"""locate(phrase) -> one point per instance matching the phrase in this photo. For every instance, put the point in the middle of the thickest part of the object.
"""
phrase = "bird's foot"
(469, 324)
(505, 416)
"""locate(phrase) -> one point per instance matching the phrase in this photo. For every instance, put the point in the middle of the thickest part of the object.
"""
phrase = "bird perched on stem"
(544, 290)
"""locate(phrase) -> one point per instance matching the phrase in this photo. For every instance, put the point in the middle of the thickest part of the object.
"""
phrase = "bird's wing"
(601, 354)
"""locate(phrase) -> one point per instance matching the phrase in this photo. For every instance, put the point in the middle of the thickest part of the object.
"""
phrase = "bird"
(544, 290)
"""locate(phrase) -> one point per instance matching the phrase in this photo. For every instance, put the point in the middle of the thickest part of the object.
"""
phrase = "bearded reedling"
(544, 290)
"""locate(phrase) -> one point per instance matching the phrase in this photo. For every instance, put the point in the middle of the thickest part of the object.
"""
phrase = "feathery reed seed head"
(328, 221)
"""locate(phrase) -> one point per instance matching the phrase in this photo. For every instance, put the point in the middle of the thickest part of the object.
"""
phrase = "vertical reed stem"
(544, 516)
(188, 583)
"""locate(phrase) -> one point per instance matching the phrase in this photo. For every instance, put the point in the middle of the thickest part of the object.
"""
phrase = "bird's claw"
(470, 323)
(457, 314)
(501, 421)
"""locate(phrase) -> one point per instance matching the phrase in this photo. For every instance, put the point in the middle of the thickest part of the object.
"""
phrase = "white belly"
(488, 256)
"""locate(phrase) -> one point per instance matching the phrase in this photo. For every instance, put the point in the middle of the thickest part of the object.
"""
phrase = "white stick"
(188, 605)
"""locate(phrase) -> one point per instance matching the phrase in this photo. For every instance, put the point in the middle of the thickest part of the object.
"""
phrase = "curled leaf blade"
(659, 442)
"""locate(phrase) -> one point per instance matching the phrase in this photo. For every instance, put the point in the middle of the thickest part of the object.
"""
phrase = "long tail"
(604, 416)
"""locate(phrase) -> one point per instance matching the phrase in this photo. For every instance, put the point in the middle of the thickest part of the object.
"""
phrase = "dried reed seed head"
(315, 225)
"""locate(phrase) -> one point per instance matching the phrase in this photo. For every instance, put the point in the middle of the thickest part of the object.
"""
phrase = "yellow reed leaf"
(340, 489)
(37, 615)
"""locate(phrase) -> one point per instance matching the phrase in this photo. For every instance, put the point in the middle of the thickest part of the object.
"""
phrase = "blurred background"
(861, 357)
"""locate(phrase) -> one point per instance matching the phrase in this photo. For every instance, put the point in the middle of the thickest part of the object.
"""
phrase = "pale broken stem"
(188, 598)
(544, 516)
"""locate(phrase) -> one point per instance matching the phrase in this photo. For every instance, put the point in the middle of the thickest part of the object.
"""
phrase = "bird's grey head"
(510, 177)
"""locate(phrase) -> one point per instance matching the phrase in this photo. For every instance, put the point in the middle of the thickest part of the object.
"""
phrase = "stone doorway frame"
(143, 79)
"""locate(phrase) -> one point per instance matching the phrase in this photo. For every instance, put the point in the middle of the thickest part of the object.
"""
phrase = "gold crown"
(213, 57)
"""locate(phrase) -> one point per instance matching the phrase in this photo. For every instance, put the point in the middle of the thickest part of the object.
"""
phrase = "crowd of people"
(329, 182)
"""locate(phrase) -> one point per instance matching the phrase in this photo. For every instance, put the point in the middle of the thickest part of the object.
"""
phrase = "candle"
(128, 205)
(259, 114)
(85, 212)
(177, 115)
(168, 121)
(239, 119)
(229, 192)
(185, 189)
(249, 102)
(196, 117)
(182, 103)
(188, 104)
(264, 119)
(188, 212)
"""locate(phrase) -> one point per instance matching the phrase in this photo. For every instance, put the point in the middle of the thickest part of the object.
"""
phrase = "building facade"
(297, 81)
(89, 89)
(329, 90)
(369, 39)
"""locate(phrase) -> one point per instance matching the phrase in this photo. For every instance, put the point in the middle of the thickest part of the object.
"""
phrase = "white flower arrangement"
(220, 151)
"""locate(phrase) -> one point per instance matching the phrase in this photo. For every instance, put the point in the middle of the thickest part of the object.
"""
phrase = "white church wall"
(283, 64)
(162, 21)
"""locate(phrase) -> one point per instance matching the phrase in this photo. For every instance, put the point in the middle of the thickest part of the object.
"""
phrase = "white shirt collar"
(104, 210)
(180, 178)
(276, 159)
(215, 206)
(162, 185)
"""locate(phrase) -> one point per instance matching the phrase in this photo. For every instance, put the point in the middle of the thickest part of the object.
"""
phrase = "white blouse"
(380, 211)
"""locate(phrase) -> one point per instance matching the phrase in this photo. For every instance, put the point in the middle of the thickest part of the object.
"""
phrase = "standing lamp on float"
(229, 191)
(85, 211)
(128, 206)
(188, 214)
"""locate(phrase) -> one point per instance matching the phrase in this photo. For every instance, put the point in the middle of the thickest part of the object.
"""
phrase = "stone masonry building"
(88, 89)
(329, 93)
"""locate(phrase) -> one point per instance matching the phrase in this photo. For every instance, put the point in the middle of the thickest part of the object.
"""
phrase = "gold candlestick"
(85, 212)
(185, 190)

^^^^^^^^

| Try it |
Each line above is to be restated exactly as it stands.

| Response to the exercise |
"""locate(phrase) -> one point per instance matching the phrase in this photo. For every instance, put the point in the middle of the thickest part of the object.
"""
phrase = "bird's foot"
(469, 324)
(505, 416)
"""locate(phrase) -> one point per instance matching the phrase in this photo. For every instance, put the point in the middle of the thickest part of the object.
"""
phrase = "bird perched on stem"
(544, 290)
"""locate(phrase) -> one point per instance matching the phrase in this photo. For every instance, put the point in the middle of the thickest part of the object.
"""
phrase = "bird's wing"
(601, 354)
"""locate(phrase) -> one point per instance matching the phrase in this photo. For every instance, put the point in the middle of the thickest part of the object.
"""
phrase = "bird"
(544, 290)
"""locate(phrase) -> one point per instance matching the phrase in this photo. For every instance, put the point in the middle of the thickest part of the object.
"""
phrase = "bearded reedling"
(544, 290)
"""locate(phrase) -> one point per instance matching the phrase in this photo. For every instance, put the point in the middle of the thickest part of the object.
"""
phrase = "feathery reed seed head"
(328, 221)
"""locate(phrase) -> one point per instance matching the phrase in this photo. For every instance, put the point in the middle of the thickest part of the object.
"""
phrase = "vertical reed stem"
(544, 516)
(188, 583)
"""locate(phrase) -> one point per instance matching the phrase in this photo. For every instance, put the point in the middle of the thickest part of the object.
"""
phrase = "bird's claw"
(470, 323)
(457, 314)
(501, 421)
"""locate(phrase) -> one point per instance matching the phrase in this photo. For every instance, put the point in the middle of the thickest part of the object.
"""
phrase = "white belly"
(488, 256)
"""locate(phrase) -> one point per instance matching the phrase in this photo. For every instance, put the point in the middle of the thickest part of the object.
"""
phrase = "white stick"
(188, 605)
"""locate(phrase) -> one point per instance matching the phrase in this photo. For every instance, put the point in the middle of the thickest part of the object.
"""
phrase = "curled leaf blade"
(659, 442)
"""locate(phrase) -> one point per instance matching the phrase in this photo. For every instance, put the point in the middle of the thickest part of the object.
"""
phrase = "long tail"
(604, 416)
"""locate(phrase) -> one point per instance matching the phrase in this photo. For every instance, put the point in the middle of the thickest part of the object.
"""
phrase = "dried reed seed head"
(315, 225)
"""locate(phrase) -> one point per instance matching the phrase in this photo. For every instance, put the point in the middle of the thickest part of the object.
"""
phrase = "yellow reed leaf"
(340, 489)
(37, 615)
"""locate(phrase) -> one point per instance matching the phrase in this photo. For every instance, put the point in the middle of the thickest part of the object.
"""
phrase = "blurred background"
(861, 357)
"""locate(phrase) -> one point per instance matching the phrase in this photo. For every instance, put the point in the middle of the thickest part of the object.
"""
phrase = "pale broken stem"
(188, 598)
(544, 516)
"""locate(phrase) -> one point per instance matching the phrase in this photo. For every instance, put the point in the middle of the thickest part of the object.
"""
phrase = "bird's grey head"
(510, 177)
"""locate(phrase) -> one point per instance matching the phrase in this photo. For every instance, put the point in the middle of the thickest part of the object.
"""
phrase = "stone doorway frame"
(143, 79)
"""locate(phrase) -> one point per instance matching the phrase in this photo. For every instance, put the point in the middle of the thickest part of the object.
"""
phrase = "gold crown"
(213, 57)
"""locate(phrase) -> one point per instance matching the phrase in this photo. For every instance, put the point in the middle of the thickest part of the object.
"""
phrase = "crowd of people"
(329, 182)
"""locate(phrase) -> one point per instance matching the phrase in this photo. For every instance, put the point in the middle of the thickest part of the object.
"""
phrase = "candle"
(128, 205)
(259, 114)
(85, 212)
(177, 115)
(168, 121)
(239, 119)
(229, 192)
(185, 189)
(249, 102)
(196, 117)
(182, 103)
(188, 104)
(264, 119)
(188, 212)
"""locate(phrase) -> one point per instance matching the phrase in this photo. For every instance, put the point in the middle of the thickest part of the object.
"""
phrase = "building facade"
(297, 81)
(89, 89)
(329, 90)
(369, 39)
"""locate(phrase) -> one point per instance matching the phrase in this photo. For every instance, put the point in the middle of the thickest part of the object.
"""
phrase = "white flower arrangement"
(220, 151)
"""locate(phrase) -> one point per instance matching the phrase in this photo. For every instance, put the point in the middle of the thickest part of the object.
"""
phrase = "white church wall"
(283, 64)
(162, 21)
"""locate(phrase) -> one point per instance matching the phrase in this photo. For every instance, put the point in the middle of the thickest part of the object.
"""
phrase = "white shirt collar"
(104, 210)
(180, 178)
(276, 159)
(215, 206)
(162, 185)
"""locate(phrase) -> one point per instance matching the phrase in this photo. For every instance, put the point in the middle of the thickest part of the object.
"""
phrase = "white blouse"
(380, 211)
"""locate(phrase) -> one point per instance matching the phrase in this photo. For every instance, put the point in the middle of the thickest part of the object.
"""
phrase = "standing lamp on float"
(229, 191)
(85, 211)
(128, 206)
(188, 214)
"""locate(phrase) -> one point per instance matching the phrase in this photo. For every instance, put the point in the middle of the thickest part of the object.
"""
phrase = "stone masonry building"
(88, 89)
(329, 93)
"""locate(phrase) -> one point per instance matching the phrase in this photo. For every instance, put the point in the middle of the thickest part of the object.
"""
phrase = "gold candlestick"
(85, 212)
(185, 190)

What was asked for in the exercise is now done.